**INFORMATION SUPPLIED**
----------------------------------------
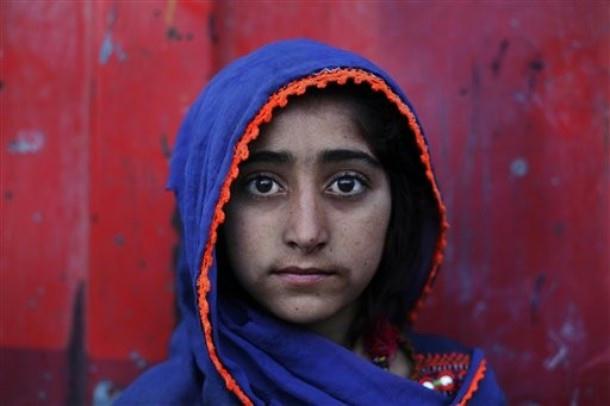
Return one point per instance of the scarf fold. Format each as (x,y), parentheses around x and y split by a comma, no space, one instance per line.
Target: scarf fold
----------------------------------------
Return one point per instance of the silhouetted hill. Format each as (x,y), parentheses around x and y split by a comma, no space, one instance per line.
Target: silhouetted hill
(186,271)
----------------------------------------
**WORK REQUIRED**
Output as a JSON list of strings the records beginning at the line containing "Return one point per instance of the scarf" and ending at the line containing "Target: scarf fold", both included, with one string per line and blank lines omitted.

**EXERCISE RESULT**
[
  "Return one point per instance of the scarf fold. Format each as (x,y), parentheses around x and y split by a comma, no space, one instance per line.",
  "Target: scarf fold"
]